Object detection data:

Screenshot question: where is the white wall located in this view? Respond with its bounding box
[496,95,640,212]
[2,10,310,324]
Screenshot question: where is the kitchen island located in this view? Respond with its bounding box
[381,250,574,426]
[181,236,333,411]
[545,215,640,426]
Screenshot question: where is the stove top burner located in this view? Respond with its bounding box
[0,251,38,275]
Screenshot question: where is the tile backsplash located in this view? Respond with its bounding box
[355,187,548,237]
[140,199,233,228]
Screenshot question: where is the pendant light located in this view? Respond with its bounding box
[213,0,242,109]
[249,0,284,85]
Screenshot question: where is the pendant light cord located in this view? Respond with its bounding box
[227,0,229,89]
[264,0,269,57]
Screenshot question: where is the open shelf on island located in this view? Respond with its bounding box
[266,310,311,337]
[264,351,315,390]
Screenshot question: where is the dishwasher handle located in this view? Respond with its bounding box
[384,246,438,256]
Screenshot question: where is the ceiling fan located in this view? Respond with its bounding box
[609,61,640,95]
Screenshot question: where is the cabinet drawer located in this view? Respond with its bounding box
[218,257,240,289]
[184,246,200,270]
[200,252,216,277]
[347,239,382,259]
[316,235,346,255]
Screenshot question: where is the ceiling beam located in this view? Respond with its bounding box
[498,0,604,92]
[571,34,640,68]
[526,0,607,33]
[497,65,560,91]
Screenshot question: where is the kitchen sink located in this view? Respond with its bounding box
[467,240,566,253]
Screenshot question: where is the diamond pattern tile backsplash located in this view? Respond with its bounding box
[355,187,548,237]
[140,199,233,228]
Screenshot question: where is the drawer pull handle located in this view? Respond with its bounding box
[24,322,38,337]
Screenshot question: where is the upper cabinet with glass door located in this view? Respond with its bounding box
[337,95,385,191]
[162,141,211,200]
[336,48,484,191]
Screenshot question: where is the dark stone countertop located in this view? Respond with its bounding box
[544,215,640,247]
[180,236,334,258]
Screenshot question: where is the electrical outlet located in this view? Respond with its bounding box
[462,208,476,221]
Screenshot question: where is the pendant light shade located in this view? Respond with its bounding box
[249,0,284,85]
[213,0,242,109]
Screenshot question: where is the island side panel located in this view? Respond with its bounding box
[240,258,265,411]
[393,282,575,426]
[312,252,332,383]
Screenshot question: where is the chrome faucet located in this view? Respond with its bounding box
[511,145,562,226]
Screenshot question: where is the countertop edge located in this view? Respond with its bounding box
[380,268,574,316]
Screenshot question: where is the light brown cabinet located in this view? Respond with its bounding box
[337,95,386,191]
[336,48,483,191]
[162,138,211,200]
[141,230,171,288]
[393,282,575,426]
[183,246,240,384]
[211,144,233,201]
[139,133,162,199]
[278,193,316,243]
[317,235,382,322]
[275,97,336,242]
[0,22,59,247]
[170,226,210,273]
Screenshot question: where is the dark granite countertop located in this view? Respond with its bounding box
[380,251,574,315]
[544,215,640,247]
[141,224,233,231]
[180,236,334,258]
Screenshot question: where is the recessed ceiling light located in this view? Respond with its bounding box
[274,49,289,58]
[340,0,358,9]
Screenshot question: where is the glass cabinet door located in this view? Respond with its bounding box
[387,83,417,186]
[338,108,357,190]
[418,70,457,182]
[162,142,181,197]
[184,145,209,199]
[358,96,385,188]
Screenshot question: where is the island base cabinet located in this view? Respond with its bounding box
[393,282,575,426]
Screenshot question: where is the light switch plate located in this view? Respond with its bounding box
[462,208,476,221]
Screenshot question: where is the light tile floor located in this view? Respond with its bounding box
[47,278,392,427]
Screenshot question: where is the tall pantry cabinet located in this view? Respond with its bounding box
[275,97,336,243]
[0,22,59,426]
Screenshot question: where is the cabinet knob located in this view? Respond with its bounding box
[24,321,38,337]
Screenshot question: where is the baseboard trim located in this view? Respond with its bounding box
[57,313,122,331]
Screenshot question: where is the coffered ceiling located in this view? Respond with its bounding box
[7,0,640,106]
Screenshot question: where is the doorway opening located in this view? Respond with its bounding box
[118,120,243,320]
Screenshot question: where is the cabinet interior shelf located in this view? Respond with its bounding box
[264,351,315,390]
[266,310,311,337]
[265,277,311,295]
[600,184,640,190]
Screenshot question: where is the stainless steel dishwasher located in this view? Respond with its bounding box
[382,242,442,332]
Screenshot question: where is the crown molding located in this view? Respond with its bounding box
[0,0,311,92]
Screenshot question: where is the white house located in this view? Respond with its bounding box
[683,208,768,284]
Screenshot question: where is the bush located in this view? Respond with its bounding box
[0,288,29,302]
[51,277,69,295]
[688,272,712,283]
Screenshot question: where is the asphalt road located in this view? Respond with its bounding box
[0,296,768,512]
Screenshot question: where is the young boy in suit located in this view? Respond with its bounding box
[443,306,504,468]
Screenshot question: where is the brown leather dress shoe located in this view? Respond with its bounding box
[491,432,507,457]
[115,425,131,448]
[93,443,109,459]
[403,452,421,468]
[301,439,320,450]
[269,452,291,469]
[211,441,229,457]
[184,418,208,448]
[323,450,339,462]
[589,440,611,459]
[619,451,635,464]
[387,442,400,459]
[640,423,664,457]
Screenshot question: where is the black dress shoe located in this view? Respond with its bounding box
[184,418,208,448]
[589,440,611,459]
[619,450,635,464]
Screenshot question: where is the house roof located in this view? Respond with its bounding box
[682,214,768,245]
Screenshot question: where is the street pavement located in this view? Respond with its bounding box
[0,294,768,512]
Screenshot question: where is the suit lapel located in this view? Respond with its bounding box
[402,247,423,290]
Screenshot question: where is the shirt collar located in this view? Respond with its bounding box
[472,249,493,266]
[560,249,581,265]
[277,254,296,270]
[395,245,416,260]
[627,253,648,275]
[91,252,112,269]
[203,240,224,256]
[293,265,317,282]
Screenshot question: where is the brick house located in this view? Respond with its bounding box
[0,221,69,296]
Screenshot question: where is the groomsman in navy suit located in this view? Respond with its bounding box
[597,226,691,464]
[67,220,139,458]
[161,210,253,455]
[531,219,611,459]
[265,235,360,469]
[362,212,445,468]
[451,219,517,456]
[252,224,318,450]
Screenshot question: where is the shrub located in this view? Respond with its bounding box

Directive -
Output all of the data above as a numbered list, omitting any blank lines.

Expected answer -
1. Screenshot question: where is the white wall located in this view? Respond with its bounding box
2. [496,95,640,212]
3. [2,10,310,324]
4. Screenshot question: where is the kitchen island located in this view? Respond with its bounding box
5. [381,250,574,426]
6. [181,236,333,411]
7. [545,215,640,426]
8. Screenshot question: where is the stove top burner located in this view? Respond with its bounding box
9. [0,251,38,275]
10. Screenshot question: where is the tile backsplash located in this view? Respond with its bounding box
11. [355,187,548,237]
12. [140,199,233,228]
13. Screenshot question: where is the pendant light located in this view? Respond with its bounding box
14. [213,0,242,109]
15. [249,0,284,85]
16. Screenshot question: where is the pendant light cord located in this view? Respond with its bounding box
17. [227,0,229,89]
18. [264,0,269,57]
19. Screenshot question: where is the open shelf on island located in this view? Respond with its bounding box
20. [266,310,311,337]
21. [264,351,315,390]
22. Screenshot question: where is the dishwasher handle located in this view? Respond with its bounding box
23. [384,246,438,256]
24. Screenshot question: where is the ceiling fan located in this view? Respond with its bounding box
25. [609,61,640,95]
26. Screenshot question: where is the cabinet drawer located in this view? Respond with its bounding box
27. [218,257,240,289]
28. [184,246,200,270]
29. [200,252,216,277]
30. [347,239,382,259]
31. [316,235,346,255]
32. Screenshot question: where is the ceiling beam located in this view? Respond with its bounding box
33. [498,0,604,92]
34. [571,34,640,68]
35. [526,0,607,33]
36. [497,65,560,91]
37. Screenshot question: where is the kitchen sink located in this view? Respond with its bounding box
38. [467,240,566,253]
39. Screenshot question: where is the diamond pattern tile backsplash located in this view? Respond with its bounding box
40. [355,187,548,237]
41. [140,199,233,228]
42. Screenshot question: where is the drawer pull handle located in this view? Respond with its bounding box
43. [24,322,38,337]
44. Screenshot question: where is the upper cabinet with glass door located in this view? Respond with its bounding box
45. [337,95,385,191]
46. [162,141,211,200]
47. [336,48,484,191]
48. Screenshot question: where is the dark stone countertop located in this view? Respond with its bounding box
49. [544,215,640,247]
50. [180,236,334,258]
51. Screenshot question: where is the electrical outlet located in this view? Respond with its bounding box
52. [462,208,476,221]
53. Screenshot question: where is the pendant light shade located in this view? Respond with its bounding box
54. [249,0,284,85]
55. [213,0,242,109]
56. Screenshot question: where is the island side panel located in this view? Respond with its bounding box
57. [240,258,265,411]
58. [393,282,575,426]
59. [312,252,332,383]
60. Screenshot question: where is the chrome faucet located in this view? Respond with its bounding box
61. [511,145,562,226]
62. Screenshot question: where is the countertop edge located in this view? Respond with its bounding box
63. [380,268,574,316]
64. Screenshot question: where is the light brown cabinet located in this view? Respond with its bounding box
65. [337,95,386,191]
66. [336,48,483,191]
67. [162,138,211,200]
68. [141,230,171,288]
69. [393,282,575,426]
70. [183,246,240,384]
71. [211,144,233,201]
72. [139,133,162,199]
73. [278,193,316,243]
74. [317,235,382,322]
75. [275,97,336,242]
76. [0,22,59,247]
77. [170,226,210,273]
78. Screenshot question: where is the dark granite countertop located in this view? Respond with its bounding box
79. [380,251,574,315]
80. [544,215,640,247]
81. [141,224,233,231]
82. [180,236,334,258]
83. Screenshot question: where is the recessed ceiling light located in this view? Respond with its bounding box
84. [274,49,289,58]
85. [340,0,358,9]
86. Screenshot question: where is the glass cabinet door located in this view? Respond with its bounding box
87. [387,83,417,186]
88. [338,108,357,190]
89. [418,70,457,182]
90. [162,142,181,197]
91. [184,145,209,199]
92. [358,96,385,188]
93. Screenshot question: where is the island base cabinet located in this view? Respond with its bounding box
94. [393,282,575,426]
95. Screenshot question: where is the light switch plate located in this view? Respond with its bounding box
96. [462,208,476,221]
97. Screenshot question: where is the light tile floor located in this view? Respond with its bounding box
98. [47,278,392,427]
99. Screenshot question: where is the tall pantry cabinet located in this view? Respond with its bounding box
100. [275,97,336,243]
101. [0,22,59,426]
102. Screenshot question: where is the cabinet knob located in this view? Respond with its bounding box
103. [24,321,38,337]
104. Screenshot question: where is the baseboard trim located in this view? Respond with its bounding box
105. [57,313,122,331]
106. Screenshot question: where is the coffered ceiling located in this view? Respond with its bounding box
107. [7,0,640,106]
108. Screenshot question: where is the doorway opening located in this view? Respond with its bounding box
109. [118,120,243,320]
110. Screenshot question: where is the cabinet interior shelf located in this view? Respond with its bounding box
111. [264,351,315,390]
112. [266,310,311,337]
113. [265,277,311,295]
114. [600,184,640,190]
115. Screenshot question: where is the stainless steel dishwasher located in this view? Respond with its bounding box
116. [382,242,442,332]
117. Screenshot question: where is the crown molding located in this view? Respond with its bounding box
118. [0,0,311,92]
119. Screenshot question: where is the white house located in this view? Respond with its bounding box
120. [683,208,768,284]
121. Screenshot question: where is the bush located in this view? Respond with its bounding box
122. [0,288,29,302]
123. [51,277,69,295]
124. [688,272,712,283]
125. Screenshot question: where is the asphalt road located in this view? Respond with its bounding box
126. [0,296,768,512]
127. Screenshot question: where is the young boy in suit located in this view? Respond with its bounding box
128. [443,306,504,468]
129. Screenshot question: where is the brown leather dress shoe located in this view? Respond with its bounding box
130. [491,432,507,457]
131. [115,425,131,448]
132. [93,443,109,459]
133. [403,452,421,468]
134. [301,439,320,450]
135. [269,452,291,469]
136. [211,441,229,457]
137. [184,418,208,448]
138. [323,450,339,462]
139. [589,440,611,459]
140. [619,451,635,464]
141. [387,442,400,459]
142. [640,423,664,457]
143. Screenshot question: where is the black dress shoe located in this view? Respond with its bounding box
144. [184,418,208,448]
145. [589,440,611,459]
146. [619,450,635,464]
147. Screenshot question: where is the house roof located in this view? Respond with its bounding box
148. [682,214,768,245]
149. Screenshot question: where is the street pavement located in this view? Respond with its bounding box
150. [0,294,768,512]
151. Screenshot question: where is the suit lapel located in this view? Respond with its bounding box
152. [402,247,423,290]
153. Screenshot question: where is the shirt collar located in this view? Respond with its bounding box
154. [472,249,493,266]
155. [560,249,581,265]
156. [277,254,296,270]
157. [395,245,416,260]
158. [627,253,648,275]
159. [91,252,112,269]
160. [203,240,224,256]
161. [293,265,317,282]
162. Screenshot question: where is the brick house located in this view? Respond with its bounding box
163. [0,221,69,296]
164. Screenshot question: where is the groomsman in navy suit located in this view? Respond with its bounding box
165. [597,226,691,464]
166. [67,220,139,458]
167. [161,210,253,455]
168. [531,219,611,459]
169. [265,235,360,469]
170. [362,212,445,468]
171. [451,219,517,456]
172. [252,224,318,450]
173. Screenshot question: where is the shrub located in this view? Respond with its bounding box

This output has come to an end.